* Begin *
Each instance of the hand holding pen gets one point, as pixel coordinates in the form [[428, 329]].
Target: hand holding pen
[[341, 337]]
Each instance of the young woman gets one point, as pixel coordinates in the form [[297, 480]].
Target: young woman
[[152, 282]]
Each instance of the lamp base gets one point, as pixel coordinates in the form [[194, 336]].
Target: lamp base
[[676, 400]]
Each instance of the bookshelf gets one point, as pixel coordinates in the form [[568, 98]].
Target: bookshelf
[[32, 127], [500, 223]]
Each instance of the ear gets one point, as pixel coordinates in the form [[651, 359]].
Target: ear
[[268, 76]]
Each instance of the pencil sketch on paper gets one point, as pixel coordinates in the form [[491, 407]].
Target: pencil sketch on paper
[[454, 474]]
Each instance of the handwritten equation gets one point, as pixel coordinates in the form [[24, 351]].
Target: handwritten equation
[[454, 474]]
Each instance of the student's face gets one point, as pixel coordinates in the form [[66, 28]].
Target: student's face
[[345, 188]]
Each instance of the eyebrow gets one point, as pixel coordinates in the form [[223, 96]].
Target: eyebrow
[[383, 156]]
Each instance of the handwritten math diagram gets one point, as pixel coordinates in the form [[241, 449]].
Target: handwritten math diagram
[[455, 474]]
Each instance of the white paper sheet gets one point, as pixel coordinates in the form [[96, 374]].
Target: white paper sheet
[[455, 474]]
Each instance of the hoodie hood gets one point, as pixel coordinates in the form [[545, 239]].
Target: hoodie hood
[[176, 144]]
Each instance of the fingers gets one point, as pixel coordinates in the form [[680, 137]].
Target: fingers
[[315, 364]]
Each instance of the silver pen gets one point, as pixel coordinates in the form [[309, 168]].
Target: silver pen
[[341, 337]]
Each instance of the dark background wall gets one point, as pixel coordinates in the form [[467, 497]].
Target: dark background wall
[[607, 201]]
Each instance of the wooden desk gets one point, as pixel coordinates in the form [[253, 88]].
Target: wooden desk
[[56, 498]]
* End *
WRITTEN INSTRUCTION:
Copy the listing from the line containing "Each instance of the bookshelf" through the end of the listing, substituting "hand-drawn" for "handwritten" and leaving everything else unchanged.

EXPECTED ANSWER:
Each instance of the bookshelf gets one point, as pixel coordinates in the form [[568, 98]].
Target: bookshelf
[[32, 127], [500, 223]]
Each instance of the ear gets one point, as pixel coordinates in the form [[651, 359]].
Target: ear
[[268, 76]]
Each instance of the pencil sketch on paper gets one point, as pixel coordinates in the form [[491, 407]].
Target: pencil sketch on paper
[[454, 474]]
Each instance of the hand-drawn equation gets one point, as pixel coordinates in the form [[24, 351]].
Target: hand-drawn equation
[[454, 474]]
Each instance of the student's face gets one point, as pixel coordinates in the form [[66, 28]].
Target: student's face
[[345, 188]]
Each instance of the eyebrow gets one point, as pixel coordinates in the form [[223, 96]].
Target: eyebrow
[[383, 156]]
Each instance of the hand-drawn math diagram gets one point, as pixel coordinates in the form [[241, 449]].
Target: hand-drawn math diagram
[[455, 474]]
Each instance of the white paper sheet gets one point, as pixel coordinates in the form [[96, 374]].
Target: white paper sheet
[[455, 474]]
Each instance of the hoodie hood gets one point, as pixel coordinates in the form [[545, 239]].
Target: hoodie hood
[[176, 144]]
Each instance of the fingers gets one point, as pixel coordinates in the form [[680, 137]].
Target: fingers
[[315, 364]]
Each instance of the silver pen gets one point, as pixel coordinates in the form [[309, 168]].
Target: silver pen
[[341, 337]]
Each instance of the dark background wall gets one point, as pixel coordinates in the form [[467, 497]].
Target: dark background wall
[[607, 201]]
Each instance of the wooden desk gets one point, as pixel coordinates in the form [[253, 88]].
Target: wooden desk
[[56, 498]]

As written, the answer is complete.